Provided passage =
- - - - - - -
The most successful games that Team Ireland have enjoyed to date came in 1984 at Stoke Mandeville and New York. Stoke Mandeville had been the spiritual home of Paralympic Sport up to 1960 having hosted the Stoke Mandeville Games from 1948 making these games a fore runner of the Paralympic Games. The 1984 games saw Ireland claim an incredible haul of 66 medals from the 53 strong Irish team. Ireland won 20 gold, 15 silver and 31 bronze at the jointly hosted games.
There have been many incredible moments throughout the history of Paralympics Ireland that will live long in the memory. However, London 2012 will be viewed as one of the most significant times in the history of Paralympic sport as the London Games exposed the sport to a new level of interest and popularity. The Irish team delivered a series of fantastic performances in London and brought 16 medals back across the Irish Sea including 8 gold medals, 3 silver and 5 bronze. One of the moments of the games in 2012 was as tears streamed down the cheeks of Michael McKillop who was surprised by his mother who presented him with his gold medal.
Rio 2016 was the most recent Paralympic Games and again the Irish played a huge role in the games as they outperformed expectations to win 11 medals including 4 gold and silver along with 3 bronze medals.
- - - - - - -
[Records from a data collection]
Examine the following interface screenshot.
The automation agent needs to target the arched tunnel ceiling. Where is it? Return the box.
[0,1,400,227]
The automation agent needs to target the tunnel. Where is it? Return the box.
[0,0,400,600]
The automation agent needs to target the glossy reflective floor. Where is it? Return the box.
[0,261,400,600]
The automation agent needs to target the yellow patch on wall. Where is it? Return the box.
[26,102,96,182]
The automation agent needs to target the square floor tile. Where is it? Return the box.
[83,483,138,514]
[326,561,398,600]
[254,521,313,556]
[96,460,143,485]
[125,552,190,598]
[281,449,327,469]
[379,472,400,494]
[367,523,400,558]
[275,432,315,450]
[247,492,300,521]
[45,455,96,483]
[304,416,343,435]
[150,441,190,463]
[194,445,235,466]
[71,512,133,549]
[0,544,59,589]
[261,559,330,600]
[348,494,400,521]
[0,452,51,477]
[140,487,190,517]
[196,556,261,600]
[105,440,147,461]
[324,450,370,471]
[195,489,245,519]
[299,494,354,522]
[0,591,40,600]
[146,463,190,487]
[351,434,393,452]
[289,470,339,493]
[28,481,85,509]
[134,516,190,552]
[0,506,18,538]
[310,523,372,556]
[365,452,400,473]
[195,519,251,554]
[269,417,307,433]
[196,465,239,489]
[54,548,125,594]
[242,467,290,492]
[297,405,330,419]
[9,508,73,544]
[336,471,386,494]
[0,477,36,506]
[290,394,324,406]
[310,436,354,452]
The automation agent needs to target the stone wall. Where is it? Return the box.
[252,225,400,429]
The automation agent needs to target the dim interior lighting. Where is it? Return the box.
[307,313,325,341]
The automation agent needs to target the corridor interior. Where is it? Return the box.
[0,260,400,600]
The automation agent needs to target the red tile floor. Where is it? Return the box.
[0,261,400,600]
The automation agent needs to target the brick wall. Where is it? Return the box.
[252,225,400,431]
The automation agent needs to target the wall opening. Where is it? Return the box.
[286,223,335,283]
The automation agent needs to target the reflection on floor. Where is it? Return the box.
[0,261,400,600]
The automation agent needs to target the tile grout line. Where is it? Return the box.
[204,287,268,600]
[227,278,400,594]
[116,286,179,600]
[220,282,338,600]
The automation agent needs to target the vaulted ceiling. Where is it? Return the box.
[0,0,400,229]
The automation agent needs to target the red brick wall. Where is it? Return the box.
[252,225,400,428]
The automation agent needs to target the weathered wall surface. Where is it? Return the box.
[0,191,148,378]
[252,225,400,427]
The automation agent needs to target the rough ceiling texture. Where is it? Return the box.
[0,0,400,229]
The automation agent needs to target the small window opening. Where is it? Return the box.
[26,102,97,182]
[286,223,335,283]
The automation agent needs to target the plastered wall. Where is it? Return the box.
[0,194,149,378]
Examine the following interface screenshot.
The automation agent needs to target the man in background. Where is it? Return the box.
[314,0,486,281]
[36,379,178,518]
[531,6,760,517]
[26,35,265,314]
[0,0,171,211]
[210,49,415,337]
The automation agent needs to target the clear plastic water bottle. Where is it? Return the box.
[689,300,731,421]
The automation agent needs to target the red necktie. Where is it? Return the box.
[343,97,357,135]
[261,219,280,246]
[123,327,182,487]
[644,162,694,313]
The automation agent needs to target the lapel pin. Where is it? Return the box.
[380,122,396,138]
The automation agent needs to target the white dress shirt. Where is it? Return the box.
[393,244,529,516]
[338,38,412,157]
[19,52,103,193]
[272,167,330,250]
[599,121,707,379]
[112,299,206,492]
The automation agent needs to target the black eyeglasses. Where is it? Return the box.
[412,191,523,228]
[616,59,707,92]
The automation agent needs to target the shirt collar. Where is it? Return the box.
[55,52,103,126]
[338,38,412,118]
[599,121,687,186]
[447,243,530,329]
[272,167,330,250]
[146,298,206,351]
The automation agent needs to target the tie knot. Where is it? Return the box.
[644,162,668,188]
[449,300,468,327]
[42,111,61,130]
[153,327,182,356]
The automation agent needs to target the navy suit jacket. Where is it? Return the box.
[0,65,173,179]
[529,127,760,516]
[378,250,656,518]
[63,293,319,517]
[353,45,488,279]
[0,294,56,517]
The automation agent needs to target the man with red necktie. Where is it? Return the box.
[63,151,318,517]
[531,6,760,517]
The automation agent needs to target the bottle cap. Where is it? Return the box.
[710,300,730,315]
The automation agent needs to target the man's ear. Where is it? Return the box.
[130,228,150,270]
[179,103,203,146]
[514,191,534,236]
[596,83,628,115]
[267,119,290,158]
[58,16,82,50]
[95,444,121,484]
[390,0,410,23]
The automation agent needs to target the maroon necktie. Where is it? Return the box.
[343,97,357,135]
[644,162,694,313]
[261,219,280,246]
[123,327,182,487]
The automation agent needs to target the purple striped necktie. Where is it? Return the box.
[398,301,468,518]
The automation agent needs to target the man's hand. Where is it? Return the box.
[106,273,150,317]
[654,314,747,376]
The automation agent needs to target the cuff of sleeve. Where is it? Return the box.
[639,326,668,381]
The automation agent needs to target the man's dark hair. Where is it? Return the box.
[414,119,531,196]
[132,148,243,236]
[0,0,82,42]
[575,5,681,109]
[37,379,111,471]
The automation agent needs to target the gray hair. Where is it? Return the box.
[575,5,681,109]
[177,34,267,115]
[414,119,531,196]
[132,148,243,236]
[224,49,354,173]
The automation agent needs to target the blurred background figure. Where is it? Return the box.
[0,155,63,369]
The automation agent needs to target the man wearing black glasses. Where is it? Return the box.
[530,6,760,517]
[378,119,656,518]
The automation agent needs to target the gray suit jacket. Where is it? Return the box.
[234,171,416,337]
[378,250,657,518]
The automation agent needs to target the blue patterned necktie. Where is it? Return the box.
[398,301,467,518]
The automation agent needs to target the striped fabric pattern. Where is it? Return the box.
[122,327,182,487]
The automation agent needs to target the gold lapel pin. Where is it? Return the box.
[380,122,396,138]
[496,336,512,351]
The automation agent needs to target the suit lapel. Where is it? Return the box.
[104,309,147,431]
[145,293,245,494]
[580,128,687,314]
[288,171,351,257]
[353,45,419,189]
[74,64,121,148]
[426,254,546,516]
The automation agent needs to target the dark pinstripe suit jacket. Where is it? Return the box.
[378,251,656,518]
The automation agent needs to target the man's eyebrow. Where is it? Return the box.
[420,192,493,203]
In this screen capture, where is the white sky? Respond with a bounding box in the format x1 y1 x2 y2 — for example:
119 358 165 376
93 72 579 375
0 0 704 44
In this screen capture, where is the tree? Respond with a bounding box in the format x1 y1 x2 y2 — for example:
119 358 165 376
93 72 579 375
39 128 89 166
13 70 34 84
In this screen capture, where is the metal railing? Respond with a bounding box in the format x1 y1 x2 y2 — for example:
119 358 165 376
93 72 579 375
- - - - - - -
Task list =
1. List every year that appears in the passage on Ireland's Paralympic history.
2. From the passage on Ireland's Paralympic history, repeat word for word the stretch that begins with "There have been" and ends after "3 bronze medals.".

Problem solutions =
1. 1984, 1960, 1948, 2012, 2016

2.
There have been many incredible moments throughout the history of Paralympics Ireland that will live long in the memory. However, London 2012 will be viewed as one of the most significant times in the history of Paralympic sport as the London Games exposed the sport to a new level of interest and popularity. The Irish team delivered a series of fantastic performances in London and brought 16 medals back across the Irish Sea including 8 gold medals, 3 silver and 5 bronze. One of the moments of the games in 2012 was as tears streamed down the cheeks of Michael McKillop who was surprised by his mother who presented him with his gold medal.
Rio 2016 was the most recent Paralympic Games and again the Irish played a huge role in the games as they outperformed expectations to win 11 medals including 4 gold and silver along with 3 bronze medals.